== DATA FOR PROCESSING ==

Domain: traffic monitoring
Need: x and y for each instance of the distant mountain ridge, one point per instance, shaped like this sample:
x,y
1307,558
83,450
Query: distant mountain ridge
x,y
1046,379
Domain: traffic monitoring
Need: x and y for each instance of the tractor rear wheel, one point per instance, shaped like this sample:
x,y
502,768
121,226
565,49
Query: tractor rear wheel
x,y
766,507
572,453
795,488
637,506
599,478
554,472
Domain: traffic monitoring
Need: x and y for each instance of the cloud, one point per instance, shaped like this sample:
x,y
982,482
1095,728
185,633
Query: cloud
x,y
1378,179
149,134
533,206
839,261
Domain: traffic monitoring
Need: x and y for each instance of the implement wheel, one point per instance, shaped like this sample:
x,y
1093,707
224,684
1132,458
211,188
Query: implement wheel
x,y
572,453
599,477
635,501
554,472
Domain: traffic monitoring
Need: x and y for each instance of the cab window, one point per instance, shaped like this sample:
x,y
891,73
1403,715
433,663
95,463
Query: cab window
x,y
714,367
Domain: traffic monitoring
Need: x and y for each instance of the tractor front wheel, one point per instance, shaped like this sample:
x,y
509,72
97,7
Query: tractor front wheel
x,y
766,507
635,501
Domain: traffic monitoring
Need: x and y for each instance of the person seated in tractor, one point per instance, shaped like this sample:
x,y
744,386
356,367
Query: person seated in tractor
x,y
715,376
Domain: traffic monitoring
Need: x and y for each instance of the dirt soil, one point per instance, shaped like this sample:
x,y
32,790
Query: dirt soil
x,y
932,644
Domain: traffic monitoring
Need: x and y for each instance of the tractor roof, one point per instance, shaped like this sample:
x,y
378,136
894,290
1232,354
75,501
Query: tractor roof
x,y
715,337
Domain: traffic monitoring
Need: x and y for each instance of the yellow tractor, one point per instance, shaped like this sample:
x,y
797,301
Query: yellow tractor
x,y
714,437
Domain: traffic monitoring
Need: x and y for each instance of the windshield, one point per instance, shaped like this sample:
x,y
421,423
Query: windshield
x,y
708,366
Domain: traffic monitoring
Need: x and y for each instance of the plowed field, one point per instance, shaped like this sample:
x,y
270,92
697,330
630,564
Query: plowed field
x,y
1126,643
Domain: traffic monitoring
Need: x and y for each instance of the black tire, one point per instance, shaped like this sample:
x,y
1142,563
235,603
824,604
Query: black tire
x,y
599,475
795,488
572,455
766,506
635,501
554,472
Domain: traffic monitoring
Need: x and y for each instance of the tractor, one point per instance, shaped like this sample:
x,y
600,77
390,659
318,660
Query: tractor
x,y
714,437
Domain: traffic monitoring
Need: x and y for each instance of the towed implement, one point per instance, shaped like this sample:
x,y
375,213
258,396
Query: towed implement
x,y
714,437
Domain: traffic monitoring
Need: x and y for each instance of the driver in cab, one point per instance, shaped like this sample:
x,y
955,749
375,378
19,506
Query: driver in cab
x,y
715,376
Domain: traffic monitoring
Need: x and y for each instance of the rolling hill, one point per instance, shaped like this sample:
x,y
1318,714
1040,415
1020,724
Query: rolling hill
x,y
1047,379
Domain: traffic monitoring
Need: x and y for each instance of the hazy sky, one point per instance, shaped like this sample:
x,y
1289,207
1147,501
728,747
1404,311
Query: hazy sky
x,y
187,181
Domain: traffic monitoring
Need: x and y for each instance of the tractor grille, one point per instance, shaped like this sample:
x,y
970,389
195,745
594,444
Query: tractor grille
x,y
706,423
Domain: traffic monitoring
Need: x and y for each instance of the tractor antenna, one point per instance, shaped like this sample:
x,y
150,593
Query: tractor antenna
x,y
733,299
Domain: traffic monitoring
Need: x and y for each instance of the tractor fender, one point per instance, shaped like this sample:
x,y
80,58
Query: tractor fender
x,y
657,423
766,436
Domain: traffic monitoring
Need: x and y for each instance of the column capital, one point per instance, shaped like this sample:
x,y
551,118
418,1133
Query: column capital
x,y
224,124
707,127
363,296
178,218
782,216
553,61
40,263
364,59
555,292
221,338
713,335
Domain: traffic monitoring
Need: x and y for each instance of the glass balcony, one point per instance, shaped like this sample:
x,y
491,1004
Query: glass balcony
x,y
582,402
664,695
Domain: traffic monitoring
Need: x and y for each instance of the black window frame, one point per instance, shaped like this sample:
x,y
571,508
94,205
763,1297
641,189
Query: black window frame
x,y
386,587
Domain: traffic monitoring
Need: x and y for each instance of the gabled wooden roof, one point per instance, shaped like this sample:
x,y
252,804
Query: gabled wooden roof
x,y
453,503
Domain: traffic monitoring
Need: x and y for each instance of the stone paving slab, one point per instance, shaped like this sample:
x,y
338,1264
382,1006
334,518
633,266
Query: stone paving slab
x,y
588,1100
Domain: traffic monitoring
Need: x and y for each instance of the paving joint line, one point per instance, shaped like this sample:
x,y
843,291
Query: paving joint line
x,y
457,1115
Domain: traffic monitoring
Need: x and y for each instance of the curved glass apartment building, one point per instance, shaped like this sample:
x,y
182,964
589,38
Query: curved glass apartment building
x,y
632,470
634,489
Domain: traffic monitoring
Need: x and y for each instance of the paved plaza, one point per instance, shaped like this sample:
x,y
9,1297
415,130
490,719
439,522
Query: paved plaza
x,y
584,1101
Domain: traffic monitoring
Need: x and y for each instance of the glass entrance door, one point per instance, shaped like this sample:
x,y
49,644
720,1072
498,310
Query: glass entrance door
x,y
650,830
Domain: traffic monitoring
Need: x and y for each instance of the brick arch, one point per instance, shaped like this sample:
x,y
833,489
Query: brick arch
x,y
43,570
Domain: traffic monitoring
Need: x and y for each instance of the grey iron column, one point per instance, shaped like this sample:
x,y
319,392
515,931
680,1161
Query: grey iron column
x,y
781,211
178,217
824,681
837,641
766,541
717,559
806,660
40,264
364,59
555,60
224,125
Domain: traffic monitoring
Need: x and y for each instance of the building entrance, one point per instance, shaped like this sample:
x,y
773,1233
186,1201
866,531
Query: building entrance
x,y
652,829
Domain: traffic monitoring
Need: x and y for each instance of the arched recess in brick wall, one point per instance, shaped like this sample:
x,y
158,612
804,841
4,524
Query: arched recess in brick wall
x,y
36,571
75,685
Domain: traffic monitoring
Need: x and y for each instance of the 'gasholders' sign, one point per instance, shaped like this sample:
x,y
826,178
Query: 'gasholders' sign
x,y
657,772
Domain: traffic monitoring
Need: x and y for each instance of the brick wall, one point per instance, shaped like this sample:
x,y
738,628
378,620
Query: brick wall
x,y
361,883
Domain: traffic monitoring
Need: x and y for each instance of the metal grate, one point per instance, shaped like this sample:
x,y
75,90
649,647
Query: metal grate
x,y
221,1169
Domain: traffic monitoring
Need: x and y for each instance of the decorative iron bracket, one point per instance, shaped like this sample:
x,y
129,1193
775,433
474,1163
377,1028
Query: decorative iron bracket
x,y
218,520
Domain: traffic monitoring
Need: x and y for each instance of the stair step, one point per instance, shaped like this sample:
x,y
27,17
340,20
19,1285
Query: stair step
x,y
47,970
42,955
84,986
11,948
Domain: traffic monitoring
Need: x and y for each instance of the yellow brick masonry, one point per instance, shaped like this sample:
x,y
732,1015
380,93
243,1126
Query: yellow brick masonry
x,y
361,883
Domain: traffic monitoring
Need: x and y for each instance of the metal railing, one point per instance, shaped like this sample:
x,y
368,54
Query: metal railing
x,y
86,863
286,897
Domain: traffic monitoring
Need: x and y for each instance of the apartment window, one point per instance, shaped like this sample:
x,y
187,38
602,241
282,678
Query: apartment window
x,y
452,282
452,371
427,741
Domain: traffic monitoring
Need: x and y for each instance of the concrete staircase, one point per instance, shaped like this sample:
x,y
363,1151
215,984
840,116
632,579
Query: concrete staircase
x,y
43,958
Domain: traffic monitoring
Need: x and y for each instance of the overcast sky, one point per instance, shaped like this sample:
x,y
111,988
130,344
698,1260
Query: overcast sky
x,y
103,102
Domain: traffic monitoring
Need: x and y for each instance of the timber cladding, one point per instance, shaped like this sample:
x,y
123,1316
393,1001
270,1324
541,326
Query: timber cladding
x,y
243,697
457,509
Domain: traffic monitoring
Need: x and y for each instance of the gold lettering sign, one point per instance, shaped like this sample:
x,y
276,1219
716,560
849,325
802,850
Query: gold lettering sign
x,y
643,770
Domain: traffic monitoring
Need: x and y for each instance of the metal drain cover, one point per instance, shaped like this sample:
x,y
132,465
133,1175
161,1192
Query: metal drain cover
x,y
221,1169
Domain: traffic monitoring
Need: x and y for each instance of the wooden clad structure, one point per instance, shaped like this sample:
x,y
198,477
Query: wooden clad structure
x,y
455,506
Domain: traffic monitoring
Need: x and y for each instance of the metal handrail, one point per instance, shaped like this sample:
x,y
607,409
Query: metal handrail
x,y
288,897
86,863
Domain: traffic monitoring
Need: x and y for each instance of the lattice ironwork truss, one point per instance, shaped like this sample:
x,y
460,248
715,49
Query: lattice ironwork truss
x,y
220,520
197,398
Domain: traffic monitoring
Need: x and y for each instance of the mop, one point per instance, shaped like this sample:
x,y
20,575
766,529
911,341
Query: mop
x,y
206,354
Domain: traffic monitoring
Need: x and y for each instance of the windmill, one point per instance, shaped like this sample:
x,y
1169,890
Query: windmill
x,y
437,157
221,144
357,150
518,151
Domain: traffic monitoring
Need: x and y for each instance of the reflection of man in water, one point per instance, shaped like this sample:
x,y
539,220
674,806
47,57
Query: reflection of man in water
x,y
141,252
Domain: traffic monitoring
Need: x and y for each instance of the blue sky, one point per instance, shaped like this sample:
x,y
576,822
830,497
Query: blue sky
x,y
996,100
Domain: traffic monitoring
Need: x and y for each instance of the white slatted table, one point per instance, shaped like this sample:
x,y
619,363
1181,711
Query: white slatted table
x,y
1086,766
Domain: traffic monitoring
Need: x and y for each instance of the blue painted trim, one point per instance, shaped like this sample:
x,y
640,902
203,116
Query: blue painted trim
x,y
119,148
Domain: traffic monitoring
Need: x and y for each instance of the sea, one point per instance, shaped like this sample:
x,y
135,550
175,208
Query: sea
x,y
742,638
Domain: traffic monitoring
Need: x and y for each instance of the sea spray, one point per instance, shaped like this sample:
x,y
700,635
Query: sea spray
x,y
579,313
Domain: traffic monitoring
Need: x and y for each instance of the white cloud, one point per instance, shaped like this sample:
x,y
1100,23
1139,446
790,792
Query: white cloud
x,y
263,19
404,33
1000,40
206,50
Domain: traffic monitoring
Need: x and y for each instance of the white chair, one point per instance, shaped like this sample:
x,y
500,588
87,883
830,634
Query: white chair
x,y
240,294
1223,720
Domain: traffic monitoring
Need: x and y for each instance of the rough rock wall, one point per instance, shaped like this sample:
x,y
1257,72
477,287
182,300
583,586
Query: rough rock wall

===

> **EXERCISE INSTRUCTIONS**
What lines above mention "rough"? Copy each one.

> **WRITTEN ANSWER**
Need: x and y for each instance of the rough rock wall, one point per instance, shaped like this sample:
Query: rough rock wall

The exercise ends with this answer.